_CHALLENGE_
Write every line of the material out exactly as shown.

_DATA TO PROCESS_
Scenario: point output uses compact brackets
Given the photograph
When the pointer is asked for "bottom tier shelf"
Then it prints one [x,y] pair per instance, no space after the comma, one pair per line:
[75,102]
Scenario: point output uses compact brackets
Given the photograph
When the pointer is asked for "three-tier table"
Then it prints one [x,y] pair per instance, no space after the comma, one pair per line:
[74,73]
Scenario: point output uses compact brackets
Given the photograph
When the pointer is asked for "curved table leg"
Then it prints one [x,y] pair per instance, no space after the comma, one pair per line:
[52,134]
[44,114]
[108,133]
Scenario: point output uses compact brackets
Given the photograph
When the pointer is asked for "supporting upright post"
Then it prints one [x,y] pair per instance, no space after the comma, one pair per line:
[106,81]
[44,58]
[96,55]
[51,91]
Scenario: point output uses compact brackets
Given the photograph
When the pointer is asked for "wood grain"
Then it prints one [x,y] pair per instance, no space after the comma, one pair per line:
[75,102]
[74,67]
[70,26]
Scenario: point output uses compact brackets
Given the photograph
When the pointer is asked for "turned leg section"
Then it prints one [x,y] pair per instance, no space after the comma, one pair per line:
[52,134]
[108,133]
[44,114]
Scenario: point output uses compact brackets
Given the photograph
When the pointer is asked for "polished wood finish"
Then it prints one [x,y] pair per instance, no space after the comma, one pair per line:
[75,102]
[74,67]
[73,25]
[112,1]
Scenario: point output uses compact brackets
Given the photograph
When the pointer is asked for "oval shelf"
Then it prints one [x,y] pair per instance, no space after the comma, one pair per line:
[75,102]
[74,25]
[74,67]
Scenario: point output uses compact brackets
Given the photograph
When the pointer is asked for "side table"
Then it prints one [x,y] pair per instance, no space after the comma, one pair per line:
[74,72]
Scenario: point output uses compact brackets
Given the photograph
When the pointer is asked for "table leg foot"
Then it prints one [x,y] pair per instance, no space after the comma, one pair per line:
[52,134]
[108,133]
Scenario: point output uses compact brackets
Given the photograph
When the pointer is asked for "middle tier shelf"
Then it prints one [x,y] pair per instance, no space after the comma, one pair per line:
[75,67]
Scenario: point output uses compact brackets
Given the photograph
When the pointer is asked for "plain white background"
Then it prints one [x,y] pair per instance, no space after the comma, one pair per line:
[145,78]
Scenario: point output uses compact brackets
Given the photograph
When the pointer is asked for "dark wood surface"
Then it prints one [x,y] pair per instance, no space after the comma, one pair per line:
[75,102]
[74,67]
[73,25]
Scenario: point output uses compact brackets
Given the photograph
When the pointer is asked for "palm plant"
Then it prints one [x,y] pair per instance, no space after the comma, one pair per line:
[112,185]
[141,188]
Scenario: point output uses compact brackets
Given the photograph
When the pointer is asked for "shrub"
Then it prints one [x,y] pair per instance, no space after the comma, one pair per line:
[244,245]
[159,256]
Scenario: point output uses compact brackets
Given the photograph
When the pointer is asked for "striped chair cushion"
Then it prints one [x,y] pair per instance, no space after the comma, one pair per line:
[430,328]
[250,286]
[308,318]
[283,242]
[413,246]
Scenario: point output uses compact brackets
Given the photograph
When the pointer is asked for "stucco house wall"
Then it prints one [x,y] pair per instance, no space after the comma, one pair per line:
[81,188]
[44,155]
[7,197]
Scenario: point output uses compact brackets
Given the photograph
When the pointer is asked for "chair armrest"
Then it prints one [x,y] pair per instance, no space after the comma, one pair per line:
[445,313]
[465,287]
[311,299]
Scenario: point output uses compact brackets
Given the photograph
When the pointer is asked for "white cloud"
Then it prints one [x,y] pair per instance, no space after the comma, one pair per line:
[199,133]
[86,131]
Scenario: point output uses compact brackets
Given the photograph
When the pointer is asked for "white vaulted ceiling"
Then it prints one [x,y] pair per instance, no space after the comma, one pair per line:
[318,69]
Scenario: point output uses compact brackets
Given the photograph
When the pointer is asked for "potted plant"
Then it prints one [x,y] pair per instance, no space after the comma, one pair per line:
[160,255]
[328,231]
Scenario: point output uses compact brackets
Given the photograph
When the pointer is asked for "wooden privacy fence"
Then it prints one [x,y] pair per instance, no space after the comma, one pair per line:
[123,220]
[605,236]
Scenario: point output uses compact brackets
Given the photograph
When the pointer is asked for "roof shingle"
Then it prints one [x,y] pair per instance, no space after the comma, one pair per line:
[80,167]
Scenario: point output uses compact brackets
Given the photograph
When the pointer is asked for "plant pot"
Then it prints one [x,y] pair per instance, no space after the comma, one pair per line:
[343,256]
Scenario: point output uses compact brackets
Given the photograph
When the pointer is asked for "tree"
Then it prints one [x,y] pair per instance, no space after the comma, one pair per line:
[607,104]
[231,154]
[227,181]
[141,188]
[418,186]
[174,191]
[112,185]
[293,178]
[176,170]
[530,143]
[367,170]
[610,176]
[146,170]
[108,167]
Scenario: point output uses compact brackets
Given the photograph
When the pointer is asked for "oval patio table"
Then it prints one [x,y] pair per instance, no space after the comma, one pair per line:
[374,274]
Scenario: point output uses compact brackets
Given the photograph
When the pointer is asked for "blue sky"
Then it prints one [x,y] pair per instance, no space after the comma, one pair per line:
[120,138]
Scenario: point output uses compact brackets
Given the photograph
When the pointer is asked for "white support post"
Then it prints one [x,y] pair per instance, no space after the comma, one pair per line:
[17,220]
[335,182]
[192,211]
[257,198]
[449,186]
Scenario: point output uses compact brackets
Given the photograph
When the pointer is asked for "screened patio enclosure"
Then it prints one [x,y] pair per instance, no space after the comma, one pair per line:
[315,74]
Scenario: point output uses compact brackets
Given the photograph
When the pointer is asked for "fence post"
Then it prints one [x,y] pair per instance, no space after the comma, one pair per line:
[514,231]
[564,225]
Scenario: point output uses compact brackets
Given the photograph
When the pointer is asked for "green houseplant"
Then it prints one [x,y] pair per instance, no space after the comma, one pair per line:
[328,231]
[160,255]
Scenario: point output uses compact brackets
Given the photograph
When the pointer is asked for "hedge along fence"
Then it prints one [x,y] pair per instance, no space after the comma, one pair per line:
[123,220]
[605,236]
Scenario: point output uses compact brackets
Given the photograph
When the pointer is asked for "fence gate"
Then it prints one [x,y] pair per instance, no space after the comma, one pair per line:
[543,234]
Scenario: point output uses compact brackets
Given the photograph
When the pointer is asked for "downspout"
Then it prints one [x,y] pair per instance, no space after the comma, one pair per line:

_ANSWER IN FULL_
Scenario: point output uses compact brackets
Given the photograph
When the pointer is asked for "bottom tier shelf"
Then it prints one [x,y] pair per instance, no space after the comma, one pair per line:
[75,102]
Scenario: point output uses compact brackets
Given the photograph
When the pointer is asked for "three-tier table"
Then it prints one [x,y] pair per instance, no space after the comma, one pair per line:
[74,73]
Scenario: point output uses compact brackets
Given the photograph
When the pointer is asked for "curved table leg"
Then it prints one [x,y] pair per instance, no space after the comma, one pair per line:
[52,134]
[44,114]
[108,133]
Scenario: point output uses compact brackets
Given the photograph
When the pointer is asked for "supporting upright post"
Then it prints one [x,y] pair per instance, no space after the comma, one pair per line:
[106,81]
[44,58]
[96,55]
[51,91]
Scenario: point output uses compact brackets
Given the photograph
When the pointer is asked for "wood grain"
Then it prints one [x,y] pair per instance, no space after the comma, one pair per line:
[75,102]
[74,67]
[70,26]
Scenario: point output uses compact brackets
Given the photograph
When the pointer is asked for "turned leg section"
Then it prints one [x,y] pair per instance, no space after the comma, one pair per line:
[52,134]
[108,133]
[44,114]
Scenario: point output uses compact brackets
Given the photograph
When the pointer is asked for "polished wood finish"
Then it prints one [x,y] pair per instance, no space after the comma, one pair per line:
[75,102]
[74,67]
[73,25]
[112,1]
Scenario: point output uses compact brackets
Given the photograph
When the pointer is asked for "oval shelf"
Then it prints one [x,y] pair per instance, no space after the comma, one pair per line:
[75,102]
[74,25]
[74,67]
Scenario: point output uses compact brackets
Given the photograph
When the pointer is asked for "side table"
Then it prints one [x,y] pair per instance, no space after the comma, one pair per line:
[74,72]
Scenario: point output uses compact brackets
Given the photograph
When the pointer is asked for "table leg foot"
Then it prints one [x,y] pair per instance, no space after the comma, one pair per line:
[52,134]
[108,133]
Scenario: point output uses compact brackets
Given the photograph
When the pointer is asked for "middle tier shelf"
Then it prints one [x,y] pair per instance, no space after the comma, one pair per line:
[75,67]
Scenario: point output uses compact brackets
Given the photograph
When the pointer is asked for "plain white background"
Then it prints one [x,y] pair per instance, no space after the comma, one pair per line:
[145,78]
Scenario: point output uses compact brackets
Given the photograph
When the pointer is asked for "dark wood surface"
Then it prints one [x,y] pair per instance, no space after the comma, one pair per line:
[75,102]
[74,67]
[73,25]
Scenario: point output uses compact brackets
Given the photograph
When the pointer is asked for "palm plant"
Then it prints one [x,y] pair per instance, no space after the comma, one pair per line:
[112,185]
[141,188]
Scenario: point output uses compact brackets
Given the photograph
When the pointer is asked for "shrub"
Then it prints one [x,y] pair per instance, no space after the comma, one pair per line:
[244,245]
[159,256]
Scenario: point output uses compact brackets
Given the photograph
When the pointer is asked for "striped chair cushion"
Then it prints one [x,y] pair per instance, no space after the comma, one pair per line:
[430,328]
[250,286]
[308,318]
[283,242]
[413,246]
Scenario: point output uses compact brackets
Given the photograph
When the pointer is asked for "stucco house wall"
Then it prints one [x,y] pair per instance, no space after the comma, one pair per line:
[81,188]
[44,155]
[7,197]
Scenario: point output uses compact brackets
Given the photograph
When the pointer is asked for "chair armrest"
Then it prints one [x,y] pair per instance, no space after the comma, one pair per line:
[445,313]
[465,287]
[311,299]
Scenario: point output uses compact brackets
Given the photograph
When the pointer is asked for "white cloud"
Then it prints one [x,y] pair per instance, no space after the comma, one pair per line:
[199,133]
[86,131]
Scenario: point output uses compact brackets
Given the photograph
When the pointer is asked for "white vaulted ceiling"
Then it prints one [x,y] pair per instance, no space after the comma, one pair per line:
[318,69]
Scenario: point output uses compact brackets
Given the photograph
When the pointer is asked for "potted plant"
Then it prints one [x,y] pair per instance, no space after the comma, one pair per line:
[160,255]
[328,231]
Scenario: point output uses compact brackets
Given the photograph
When the pointer is asked for "wooden privacy fence"
Then it prints one [x,y] pair per instance, no space after the comma, one pair per line:
[123,220]
[605,236]
Scenario: point output uses compact brackets
Given the photograph
When the pointer is asked for "roof shingle"
Then it prints one [x,y] pair per instance, no space after the comma, one pair per line:
[80,167]
Scenario: point output uses compact brackets
Given the photograph
When the pointer is asked for "plant pot"
Then it prints one [x,y] pair per instance, no space after the comma, one pair per line:
[343,256]
Scenario: point output uses compact brackets
Given the photograph
When the pointer is asked for "tree"
Then it prints one [x,y] pair per instance, no space after the comma, one pair per line:
[607,104]
[231,154]
[227,181]
[141,188]
[418,186]
[174,191]
[112,185]
[293,178]
[176,170]
[530,143]
[367,170]
[610,176]
[146,170]
[108,167]
Scenario: point output uses compact brackets
Given the photograph
When the pointer is asked for "oval patio table"
Then it prints one [x,y] pair per instance, no space after the comma, one pair per line:
[374,274]
Scenario: point output uses compact brackets
Given the photograph
When the pointer is asked for "blue sky"
Then it prints one [x,y] pair per instance, no space after the comma, one pair per line:
[120,138]
Scenario: point output uses compact brackets
Given the photograph
When the pointer is asked for "white support post"
Then it prints one [x,y] pair per instance, no space after the comma, one pair per line:
[17,220]
[335,182]
[192,211]
[257,198]
[449,186]
Scenario: point output uses compact brackets
Given the photograph
When the pointer is asked for "screened patio enclosure"
Then it prints one [x,y] pair per instance, no space after the comma, one pair per line:
[315,74]
Scenario: point output uses compact brackets
Given the photograph
When the pointer is asked for "fence post"
Then it prints one [x,y] pair per instance, no space after the comma, one pair per line:
[514,231]
[564,225]
Scenario: point output uses compact brackets
Given the photograph
When the pointer is asked for "green houseplant"
Then it prints one [x,y] pair per instance, no space after the comma, one pair per line:
[328,231]
[160,255]
Scenario: point output uses compact brackets
Given the photograph
When the pointer is asked for "hedge along fence"
Then it prints one [x,y] pair per instance, no space after the comma, one pair per line:
[123,220]
[605,236]
Scenario: point output uses compact brackets
Given the photograph
When the pointer is asked for "fence gate"
Then it prints one [x,y] pair per instance, no space after the comma, one pair per line:
[543,234]
Scenario: point output uses compact brackets
Given the photograph
When the pointer is asked for "downspout"
Then it prints one [x,y] pair per instance, no space after the comma, one pair per line:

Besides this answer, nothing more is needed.